I knew she was right, but this was another aspect of this complicated journey that I had not been prepared for.
In a book called Boundaries by Dr. Henry Cloud and Dr. John Townsend they state this painful truth.
Tell them NO – you will either come out with increased intimacy, or learn that there was very little to begin with.
Not only were there boundaries to be set within friendships, but my own husband set a boundary with me.
“I can’t support you anymore,” he said, “I have nothing left to give. You need to find some friends you can lean on.”
I blinked in surprise.
My emotions were conflicting.
I was proud of him for setting a boundary with me but at the same time I didn’t like it; I had leaned on him for so long.
I tested him a couple times, obviously not fully convinced by his resolve, but he proved me wrong: I lay weeping on the floor, tears of sorrow and disappointment flowing into the carpet, and I expected Jarod to comfort me, like he always did, and hold me until I stopped crying.
Instead he sat on the couch with his arms folded. In that moment I perceived him as cold and mean, though my rational side knew he was just empty.
If this journey had lasted only one or two years, our emotional capacity would have been very different – but 5 years of suffering had proved to be profoundly depleting.
I could see why people divorced in this journey. It wasn’t because they didn’t love each other, or weren’t compatible, but it could be as simple as unrealistic expectations of your partner (exhibit A – an expectation that my husband should comfort me endlessly) and the inevitable miscommunications that emerge from just being the opposite sex (not even touching on personality types here).

====

*Work order:* What book is named in the reading text, and who wrote it? The dataset entries below are separate material, unrelated to the text above.

[Dataset entries]
====

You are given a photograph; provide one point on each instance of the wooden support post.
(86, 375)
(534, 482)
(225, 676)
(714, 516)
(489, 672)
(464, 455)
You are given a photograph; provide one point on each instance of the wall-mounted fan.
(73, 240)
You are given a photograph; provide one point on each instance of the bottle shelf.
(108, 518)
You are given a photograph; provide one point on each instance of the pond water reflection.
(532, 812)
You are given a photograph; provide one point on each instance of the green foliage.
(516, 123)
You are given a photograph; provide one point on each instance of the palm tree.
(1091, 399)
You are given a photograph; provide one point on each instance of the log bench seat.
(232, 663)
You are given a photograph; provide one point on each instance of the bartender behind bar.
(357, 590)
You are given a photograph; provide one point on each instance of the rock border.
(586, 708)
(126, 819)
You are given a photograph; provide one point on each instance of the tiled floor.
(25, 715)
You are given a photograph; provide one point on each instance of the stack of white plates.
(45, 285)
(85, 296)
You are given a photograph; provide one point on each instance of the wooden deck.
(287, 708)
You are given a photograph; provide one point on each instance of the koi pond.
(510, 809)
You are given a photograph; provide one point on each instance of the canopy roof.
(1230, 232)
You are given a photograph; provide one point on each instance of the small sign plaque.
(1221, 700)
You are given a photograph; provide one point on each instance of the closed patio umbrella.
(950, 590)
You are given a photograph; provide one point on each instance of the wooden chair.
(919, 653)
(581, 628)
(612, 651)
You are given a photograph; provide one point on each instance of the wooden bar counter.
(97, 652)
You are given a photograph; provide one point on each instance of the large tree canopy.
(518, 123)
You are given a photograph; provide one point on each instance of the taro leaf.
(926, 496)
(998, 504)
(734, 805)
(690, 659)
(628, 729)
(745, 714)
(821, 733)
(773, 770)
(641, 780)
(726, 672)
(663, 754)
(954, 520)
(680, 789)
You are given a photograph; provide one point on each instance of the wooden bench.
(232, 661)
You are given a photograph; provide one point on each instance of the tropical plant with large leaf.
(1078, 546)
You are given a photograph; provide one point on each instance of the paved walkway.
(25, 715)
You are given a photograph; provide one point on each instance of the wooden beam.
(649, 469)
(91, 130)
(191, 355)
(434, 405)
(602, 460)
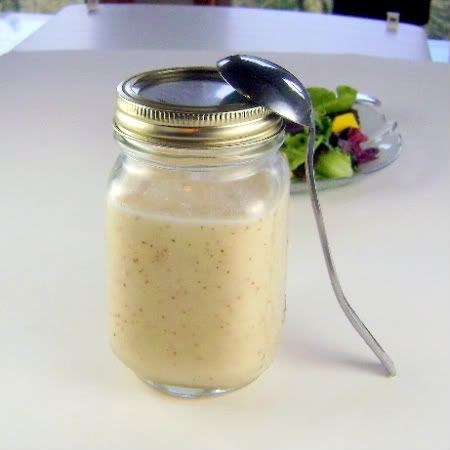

====

*Exercise answer:* Boundaries, by Dr. Henry Cloud and Dr. John Townsend.